— start —

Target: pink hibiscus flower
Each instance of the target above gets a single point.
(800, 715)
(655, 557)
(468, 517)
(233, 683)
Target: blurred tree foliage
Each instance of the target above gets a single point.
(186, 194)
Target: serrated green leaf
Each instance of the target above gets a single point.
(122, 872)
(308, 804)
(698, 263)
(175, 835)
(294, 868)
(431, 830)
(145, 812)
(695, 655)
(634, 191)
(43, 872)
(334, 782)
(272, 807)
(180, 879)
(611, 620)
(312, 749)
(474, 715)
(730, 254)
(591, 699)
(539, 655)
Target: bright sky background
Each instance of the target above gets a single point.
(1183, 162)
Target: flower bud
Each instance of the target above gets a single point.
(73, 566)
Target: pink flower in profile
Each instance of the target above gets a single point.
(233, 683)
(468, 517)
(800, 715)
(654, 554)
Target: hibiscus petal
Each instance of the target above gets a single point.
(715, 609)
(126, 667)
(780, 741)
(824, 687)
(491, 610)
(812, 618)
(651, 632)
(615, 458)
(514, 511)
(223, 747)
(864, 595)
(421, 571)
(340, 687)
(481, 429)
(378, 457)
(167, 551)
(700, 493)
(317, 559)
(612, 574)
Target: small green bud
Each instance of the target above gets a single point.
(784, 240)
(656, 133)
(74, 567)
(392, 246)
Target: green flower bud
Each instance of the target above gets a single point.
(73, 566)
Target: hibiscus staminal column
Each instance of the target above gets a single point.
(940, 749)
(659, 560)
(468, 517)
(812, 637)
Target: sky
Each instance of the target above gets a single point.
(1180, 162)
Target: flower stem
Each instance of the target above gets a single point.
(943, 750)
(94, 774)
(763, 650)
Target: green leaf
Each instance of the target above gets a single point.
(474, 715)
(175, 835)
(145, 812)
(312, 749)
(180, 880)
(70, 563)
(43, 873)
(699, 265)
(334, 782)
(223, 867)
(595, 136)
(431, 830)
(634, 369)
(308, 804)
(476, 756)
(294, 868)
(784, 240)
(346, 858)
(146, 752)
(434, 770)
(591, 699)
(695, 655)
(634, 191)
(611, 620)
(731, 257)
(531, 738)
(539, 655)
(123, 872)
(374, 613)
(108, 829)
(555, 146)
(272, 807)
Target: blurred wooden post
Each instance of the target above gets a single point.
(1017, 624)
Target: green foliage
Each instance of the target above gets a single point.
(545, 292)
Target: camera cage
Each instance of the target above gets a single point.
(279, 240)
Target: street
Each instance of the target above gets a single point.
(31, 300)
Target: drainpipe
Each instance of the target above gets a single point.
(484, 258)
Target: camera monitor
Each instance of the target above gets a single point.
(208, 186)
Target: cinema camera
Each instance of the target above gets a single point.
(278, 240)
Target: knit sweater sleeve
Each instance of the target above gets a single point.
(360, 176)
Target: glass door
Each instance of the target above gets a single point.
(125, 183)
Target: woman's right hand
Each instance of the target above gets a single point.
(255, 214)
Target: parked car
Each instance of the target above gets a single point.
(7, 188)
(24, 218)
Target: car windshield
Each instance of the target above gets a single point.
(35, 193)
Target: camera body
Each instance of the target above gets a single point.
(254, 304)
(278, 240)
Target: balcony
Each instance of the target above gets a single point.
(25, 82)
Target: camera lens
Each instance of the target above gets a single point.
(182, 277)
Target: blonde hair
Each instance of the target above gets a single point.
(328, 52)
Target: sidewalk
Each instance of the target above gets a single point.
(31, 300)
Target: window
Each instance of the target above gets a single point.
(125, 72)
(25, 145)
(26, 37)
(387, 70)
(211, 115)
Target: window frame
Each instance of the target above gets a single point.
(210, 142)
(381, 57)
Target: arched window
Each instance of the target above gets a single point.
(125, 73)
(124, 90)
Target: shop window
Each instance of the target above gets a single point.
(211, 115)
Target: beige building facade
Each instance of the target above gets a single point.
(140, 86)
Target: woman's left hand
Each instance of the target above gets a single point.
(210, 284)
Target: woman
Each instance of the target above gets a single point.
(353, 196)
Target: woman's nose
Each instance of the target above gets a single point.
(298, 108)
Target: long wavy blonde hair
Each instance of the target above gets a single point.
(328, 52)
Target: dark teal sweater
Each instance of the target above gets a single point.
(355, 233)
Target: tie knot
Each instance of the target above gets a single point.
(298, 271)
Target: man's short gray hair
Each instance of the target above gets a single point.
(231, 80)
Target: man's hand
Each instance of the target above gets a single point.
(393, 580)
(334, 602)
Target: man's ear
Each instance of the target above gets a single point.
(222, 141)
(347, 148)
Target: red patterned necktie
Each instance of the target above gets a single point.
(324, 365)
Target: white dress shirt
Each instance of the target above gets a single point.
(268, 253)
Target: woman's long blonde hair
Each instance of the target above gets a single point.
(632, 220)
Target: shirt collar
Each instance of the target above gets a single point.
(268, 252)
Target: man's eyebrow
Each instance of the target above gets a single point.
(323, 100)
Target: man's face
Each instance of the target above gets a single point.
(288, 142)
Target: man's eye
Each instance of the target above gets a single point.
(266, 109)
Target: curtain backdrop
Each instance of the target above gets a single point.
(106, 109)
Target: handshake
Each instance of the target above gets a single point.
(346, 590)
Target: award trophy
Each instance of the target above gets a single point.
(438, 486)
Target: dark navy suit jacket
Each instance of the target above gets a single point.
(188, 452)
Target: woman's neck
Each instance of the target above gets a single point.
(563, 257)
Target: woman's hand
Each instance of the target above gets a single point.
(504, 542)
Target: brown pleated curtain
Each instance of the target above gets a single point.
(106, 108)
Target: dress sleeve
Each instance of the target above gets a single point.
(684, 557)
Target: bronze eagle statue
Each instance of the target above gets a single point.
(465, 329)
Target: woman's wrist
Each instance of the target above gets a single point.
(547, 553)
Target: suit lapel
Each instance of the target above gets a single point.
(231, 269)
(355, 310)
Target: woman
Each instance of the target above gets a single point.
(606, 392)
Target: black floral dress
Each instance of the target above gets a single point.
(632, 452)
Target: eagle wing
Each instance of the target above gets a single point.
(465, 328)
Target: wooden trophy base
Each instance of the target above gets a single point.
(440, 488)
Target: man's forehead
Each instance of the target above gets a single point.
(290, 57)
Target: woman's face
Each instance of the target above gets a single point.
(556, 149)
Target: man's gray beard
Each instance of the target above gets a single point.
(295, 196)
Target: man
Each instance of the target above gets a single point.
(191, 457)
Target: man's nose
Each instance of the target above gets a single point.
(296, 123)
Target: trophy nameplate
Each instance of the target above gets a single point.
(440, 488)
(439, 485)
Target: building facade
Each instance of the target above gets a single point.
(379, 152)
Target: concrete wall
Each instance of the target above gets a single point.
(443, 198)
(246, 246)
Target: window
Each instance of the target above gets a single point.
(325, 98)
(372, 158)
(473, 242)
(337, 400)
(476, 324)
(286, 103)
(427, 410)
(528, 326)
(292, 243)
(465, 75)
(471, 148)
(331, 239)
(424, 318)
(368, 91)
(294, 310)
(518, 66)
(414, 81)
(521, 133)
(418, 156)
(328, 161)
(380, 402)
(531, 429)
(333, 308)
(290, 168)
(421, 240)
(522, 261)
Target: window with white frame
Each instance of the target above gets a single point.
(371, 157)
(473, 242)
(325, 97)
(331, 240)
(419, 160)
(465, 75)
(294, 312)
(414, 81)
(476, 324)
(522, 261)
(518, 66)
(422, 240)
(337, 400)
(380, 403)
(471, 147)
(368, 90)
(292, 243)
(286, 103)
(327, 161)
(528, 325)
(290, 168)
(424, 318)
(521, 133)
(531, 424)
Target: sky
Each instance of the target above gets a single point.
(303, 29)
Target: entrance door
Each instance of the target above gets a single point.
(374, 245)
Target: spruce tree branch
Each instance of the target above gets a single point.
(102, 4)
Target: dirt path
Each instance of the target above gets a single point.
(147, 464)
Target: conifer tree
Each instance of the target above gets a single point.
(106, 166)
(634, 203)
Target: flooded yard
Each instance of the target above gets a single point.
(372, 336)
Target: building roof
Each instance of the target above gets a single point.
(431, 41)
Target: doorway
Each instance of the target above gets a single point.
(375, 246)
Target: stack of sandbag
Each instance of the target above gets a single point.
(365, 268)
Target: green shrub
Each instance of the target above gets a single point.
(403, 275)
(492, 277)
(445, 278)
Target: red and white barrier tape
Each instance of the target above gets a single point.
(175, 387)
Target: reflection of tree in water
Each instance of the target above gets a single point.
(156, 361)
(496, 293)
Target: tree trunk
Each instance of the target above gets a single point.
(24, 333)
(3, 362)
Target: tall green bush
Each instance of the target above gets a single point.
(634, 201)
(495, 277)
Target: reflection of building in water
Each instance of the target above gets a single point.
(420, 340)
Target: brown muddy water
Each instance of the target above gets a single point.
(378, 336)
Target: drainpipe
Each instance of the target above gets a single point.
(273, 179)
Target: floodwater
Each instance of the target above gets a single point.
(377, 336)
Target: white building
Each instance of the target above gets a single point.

— end —

§ Written task:
Retype, exactly and only, the lines running from the one with "Target: stack of sandbag" through the final line of the listing above.

§ Completed task:
Target: stack of sandbag
Each instance of the target above gets a single point.
(365, 268)
Target: green shrub
Each instance of the target above gets a single point.
(403, 275)
(492, 277)
(445, 278)
Target: red and white barrier tape
Each instance of the target above gets a single point.
(175, 387)
Target: reflection of tree in water
Each instance of the target above gets a single point.
(156, 361)
(496, 293)
Target: tree trunk
Each instance of the target above gets a single point.
(24, 333)
(3, 362)
Target: tall green bush
Each instance of the target above gets a single point.
(634, 201)
(495, 277)
Target: reflection of building in water
Each instance of the target above gets a single point.
(420, 340)
Target: brown muddy water
Each instance of the target above gets a single point.
(378, 336)
Target: drainpipe
Each instance of the target above gets a single point.
(273, 179)
Target: floodwater
Each instance of the target above gets a single point.
(377, 336)
Target: white building
Each instance of the target above gets a single point.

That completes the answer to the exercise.